# Goal of the exercise:
Could you print the documentation on extending the toolkit below in full, word for word?

# Given text:

+---+

*********************
Extending the Toolkit
*********************

In this section we illustrate how the user can extend ODToolkit by adding a new data set, a new occupancy
estimation model, and a new evaluation metrics to the toolkit.

Adding a new data set
=====================

We assume that a data set is a collection of comma separated (csv) files where each file contains data pertaining to
a single room within a building. The columns of each file represent different features and its rows correspond to
successive timestamps. The labelled occupancy data should be the last column of the csv file (if applicable).


Sample code
-----------
.. code-block:: python
    :linenos:

    import core

    # Load the raw csv file and transform to core.data.dataset.Dataset()
    dataset = core.data.import_data("./data-room-1.csv",
                                    time_column_index=1,
                                    room_name="User room 1",
                                    tz=-2)
    # Add more rooms into the same data set
    dataset += core.data.import_data("./data-room-2.csv",
                                     time_column_index=1,
                                     room_name="User room 2",
                                     tz=-2)

    # Preprocess the data set
    core.preprocessing.auto_clean(dataset, target_frequency=60)

+---+

# Dataset extract:
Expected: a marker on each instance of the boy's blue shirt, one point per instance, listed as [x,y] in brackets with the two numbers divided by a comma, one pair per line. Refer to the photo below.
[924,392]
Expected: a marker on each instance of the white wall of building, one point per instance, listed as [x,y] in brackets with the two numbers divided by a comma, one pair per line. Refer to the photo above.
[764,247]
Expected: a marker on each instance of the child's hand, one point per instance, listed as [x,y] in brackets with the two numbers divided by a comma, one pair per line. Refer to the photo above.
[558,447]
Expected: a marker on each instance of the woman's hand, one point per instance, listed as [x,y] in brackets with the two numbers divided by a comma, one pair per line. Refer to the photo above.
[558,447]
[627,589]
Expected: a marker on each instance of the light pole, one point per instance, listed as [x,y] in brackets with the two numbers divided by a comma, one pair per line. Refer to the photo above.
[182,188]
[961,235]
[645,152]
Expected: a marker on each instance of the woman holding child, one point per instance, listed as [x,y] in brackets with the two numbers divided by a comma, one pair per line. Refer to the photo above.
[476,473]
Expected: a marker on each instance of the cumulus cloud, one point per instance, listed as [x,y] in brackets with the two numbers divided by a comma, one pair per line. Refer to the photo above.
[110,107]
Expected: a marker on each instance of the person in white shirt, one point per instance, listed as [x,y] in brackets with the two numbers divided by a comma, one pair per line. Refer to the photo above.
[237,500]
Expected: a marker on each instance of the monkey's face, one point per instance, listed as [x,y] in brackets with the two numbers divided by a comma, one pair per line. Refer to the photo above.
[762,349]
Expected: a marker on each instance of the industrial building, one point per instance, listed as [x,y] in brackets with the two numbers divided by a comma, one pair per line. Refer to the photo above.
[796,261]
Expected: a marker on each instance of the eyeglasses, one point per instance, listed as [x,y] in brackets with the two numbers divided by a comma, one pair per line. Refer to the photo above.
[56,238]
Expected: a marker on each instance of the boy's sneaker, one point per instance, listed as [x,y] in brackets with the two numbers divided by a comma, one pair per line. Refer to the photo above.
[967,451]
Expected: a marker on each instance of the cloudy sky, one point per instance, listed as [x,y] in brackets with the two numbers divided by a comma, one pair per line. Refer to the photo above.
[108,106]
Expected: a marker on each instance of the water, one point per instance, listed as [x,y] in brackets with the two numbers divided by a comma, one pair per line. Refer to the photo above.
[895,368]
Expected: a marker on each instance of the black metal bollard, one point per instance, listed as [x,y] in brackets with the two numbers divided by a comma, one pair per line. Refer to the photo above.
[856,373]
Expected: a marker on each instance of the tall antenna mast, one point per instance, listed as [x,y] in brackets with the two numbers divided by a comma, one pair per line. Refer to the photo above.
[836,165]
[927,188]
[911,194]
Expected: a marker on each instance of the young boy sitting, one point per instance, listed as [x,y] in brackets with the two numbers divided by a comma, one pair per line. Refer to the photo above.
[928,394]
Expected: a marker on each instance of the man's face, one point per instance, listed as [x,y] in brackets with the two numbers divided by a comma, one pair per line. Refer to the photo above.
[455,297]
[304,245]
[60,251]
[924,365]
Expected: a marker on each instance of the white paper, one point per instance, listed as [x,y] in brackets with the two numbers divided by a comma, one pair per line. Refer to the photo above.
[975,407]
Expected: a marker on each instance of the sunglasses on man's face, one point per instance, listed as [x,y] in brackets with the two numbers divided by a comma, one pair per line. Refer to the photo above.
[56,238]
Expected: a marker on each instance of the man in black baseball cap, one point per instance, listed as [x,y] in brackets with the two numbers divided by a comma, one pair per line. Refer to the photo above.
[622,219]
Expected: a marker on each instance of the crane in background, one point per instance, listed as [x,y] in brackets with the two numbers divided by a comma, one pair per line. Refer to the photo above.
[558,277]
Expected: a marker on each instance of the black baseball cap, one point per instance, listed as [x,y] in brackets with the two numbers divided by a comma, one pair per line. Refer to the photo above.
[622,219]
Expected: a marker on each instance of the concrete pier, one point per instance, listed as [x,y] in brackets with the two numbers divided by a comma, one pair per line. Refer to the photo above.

+---+

# Answer in full:
*********************
Extending the Toolkit
*********************

In this section we illustrate how the user can extend ODToolkit by adding a new data set, a new occupancy
estimation model, and a new evaluation metrics to the toolkit.

Adding a new data set
=====================

We assume that a data set is a collection of comma separated (csv) files where each file contains data pertaining to
a single room within a building. The columns of each file represent different features and its rows correspond to
successive timestamps. The labelled occupancy data should be the last column of the csv file (if applicable).


Sample code
-----------
.. code-block:: python
    :linenos:

    import core

    # Load the raw csv file and transform to core.data.dataset.Dataset()
    dataset = core.data.import_data("./data-room-1.csv",
                                    time_column_index=1,
                                    room_name="User room 1",
                                    tz=-2)
    # Add more rooms into the same data set
    dataset += core.data.import_data("./data-room-2.csv",
                                     time_column_index=1,
                                     room_name="User room 2",
                                     tz=-2)

    # Preprocess the data set
    core.preprocessing.auto_clean(dataset, target_frequency=60)